Reproduce every line of the data below without changing anything.

== ROWS

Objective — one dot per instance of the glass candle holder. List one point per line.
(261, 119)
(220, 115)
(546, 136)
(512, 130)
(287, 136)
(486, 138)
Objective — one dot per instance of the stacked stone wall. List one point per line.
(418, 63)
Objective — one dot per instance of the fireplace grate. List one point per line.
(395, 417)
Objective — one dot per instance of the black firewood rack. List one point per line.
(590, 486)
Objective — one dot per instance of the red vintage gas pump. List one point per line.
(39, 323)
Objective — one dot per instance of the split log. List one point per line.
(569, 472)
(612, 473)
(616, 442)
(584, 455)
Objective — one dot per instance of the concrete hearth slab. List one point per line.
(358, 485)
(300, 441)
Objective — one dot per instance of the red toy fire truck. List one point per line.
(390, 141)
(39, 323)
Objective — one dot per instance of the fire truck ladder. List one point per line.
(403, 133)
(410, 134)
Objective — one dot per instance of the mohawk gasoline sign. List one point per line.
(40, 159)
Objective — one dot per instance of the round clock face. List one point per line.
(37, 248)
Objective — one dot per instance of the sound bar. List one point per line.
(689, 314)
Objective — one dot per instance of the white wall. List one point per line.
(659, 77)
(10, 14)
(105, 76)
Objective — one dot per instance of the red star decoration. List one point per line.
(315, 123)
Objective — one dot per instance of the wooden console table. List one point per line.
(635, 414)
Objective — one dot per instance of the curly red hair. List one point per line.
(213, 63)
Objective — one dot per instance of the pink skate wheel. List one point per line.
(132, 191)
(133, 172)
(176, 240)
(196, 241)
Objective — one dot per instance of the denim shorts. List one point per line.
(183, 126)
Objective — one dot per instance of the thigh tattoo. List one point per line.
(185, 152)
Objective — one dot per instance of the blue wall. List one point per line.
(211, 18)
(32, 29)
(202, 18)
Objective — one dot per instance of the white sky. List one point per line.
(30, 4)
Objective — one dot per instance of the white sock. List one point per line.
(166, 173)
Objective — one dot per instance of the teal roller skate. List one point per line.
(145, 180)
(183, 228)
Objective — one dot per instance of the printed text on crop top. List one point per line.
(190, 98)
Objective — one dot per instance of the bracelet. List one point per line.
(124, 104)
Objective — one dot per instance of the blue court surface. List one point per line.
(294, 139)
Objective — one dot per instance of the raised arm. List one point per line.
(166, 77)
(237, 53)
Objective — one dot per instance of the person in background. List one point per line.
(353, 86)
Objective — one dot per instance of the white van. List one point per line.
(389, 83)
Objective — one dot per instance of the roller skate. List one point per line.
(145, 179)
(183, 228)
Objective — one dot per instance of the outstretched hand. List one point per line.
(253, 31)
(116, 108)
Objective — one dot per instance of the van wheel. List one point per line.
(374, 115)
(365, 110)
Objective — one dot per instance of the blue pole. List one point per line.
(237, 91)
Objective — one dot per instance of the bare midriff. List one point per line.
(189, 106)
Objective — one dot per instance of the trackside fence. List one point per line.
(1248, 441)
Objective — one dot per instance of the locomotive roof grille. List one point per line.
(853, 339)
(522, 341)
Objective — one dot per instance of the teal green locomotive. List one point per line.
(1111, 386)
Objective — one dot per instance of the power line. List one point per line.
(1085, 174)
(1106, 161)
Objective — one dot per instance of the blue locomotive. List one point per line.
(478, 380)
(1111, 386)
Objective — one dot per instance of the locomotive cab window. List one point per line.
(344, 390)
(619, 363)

====

# [FULL SOLUTION]
Objective — one dot per instance of the glass candle holder. List one point per line.
(261, 119)
(220, 115)
(546, 136)
(512, 130)
(287, 136)
(486, 138)
Objective — one dot per instance of the stacked stone wall. List one point per line.
(418, 63)
Objective — one dot per instance of the fireplace grate. List one point per line.
(395, 417)
Objective — one dot per instance of the black firewood rack. List one point per line.
(590, 486)
Objective — one dot per instance of the red vintage gas pump. List one point per line.
(39, 323)
Objective — one dot per instance of the split log. List one point per line.
(569, 472)
(612, 473)
(616, 442)
(584, 455)
Objective — one dot per instance of the concrete hearth slab. List one point per line.
(358, 485)
(300, 441)
Objective — one dot per instance of the red toy fire truck. List one point per line.
(390, 141)
(39, 323)
Objective — one dot per instance of the fire truck ladder. List one point per line.
(403, 133)
(410, 134)
Objective — one dot per instance of the mohawk gasoline sign. List one point per line.
(40, 159)
Objective — one dot per instance of the round clock face. List one point per line.
(37, 248)
Objective — one dot per instance of the sound bar. List one point per line.
(689, 314)
Objective — one dot per instance of the white wall. List one point per line.
(659, 77)
(10, 14)
(105, 76)
Objective — one dot per instance of the red star decoration. List one point per line.
(315, 123)
Objective — one dot per instance of the wooden console table. List one point per line.
(635, 414)
Objective — one dot per instance of the curly red hair. List one point per line.
(213, 63)
Objective — one dot per instance of the pink skate wheel. List one point per line.
(132, 191)
(133, 172)
(176, 240)
(196, 241)
Objective — one dot per instance of the denim shorts. List one point per line.
(183, 126)
Objective — one dot per instance of the thigh tattoo. List one point per line.
(185, 152)
Objective — one dot per instance of the blue wall. List one point per line.
(211, 18)
(32, 29)
(202, 18)
Objective — one dot per instance of the white sky. List one point per line.
(30, 4)
Objective — one dot per instance of the white sock. List one point per line.
(166, 173)
Objective — one dot per instance of the teal roller skate. List one point per line.
(145, 180)
(183, 228)
Objective — one dot per instance of the printed text on crop top. List one point per line.
(190, 98)
Objective — one dot per instance of the bracelet. List one point per line.
(124, 104)
Objective — one dot per instance of the blue court surface. List one point per line.
(294, 139)
Objective — one dot per instance of the raised arm. List one point per line.
(166, 77)
(237, 53)
Objective — one dot per instance of the person in background. List one point per line.
(353, 86)
Objective — one dot per instance of the white van. List one point per line.
(389, 83)
Objective — one dot per instance of the roller skate. List one point per line.
(145, 179)
(183, 228)
Objective — one dot per instance of the outstretched hand. List one point per line.
(253, 31)
(116, 108)
Objective — one dot per instance of the van wheel. List one point per line.
(374, 115)
(365, 110)
Objective — one dot per instance of the blue pole. List one point per line.
(237, 91)
Objective — one dot per instance of the bare midriff. List one point per line.
(189, 106)
Objective — one dot per instance of the trackside fence. List one point per line.
(1248, 441)
Objective — one dot per instance of the locomotive roof grille. List one point per line.
(853, 339)
(522, 341)
Objective — one dot per instance of the teal green locomotive. List one point per line.
(1111, 386)
Objective — one dot per instance of the power line. List one point per line.
(1085, 174)
(1106, 161)
Objective — one dot per instance of the blue locomotive. List one point per line.
(478, 380)
(1111, 386)
Objective — one dot per instance of the locomotive cab window. List one point per line.
(344, 390)
(619, 363)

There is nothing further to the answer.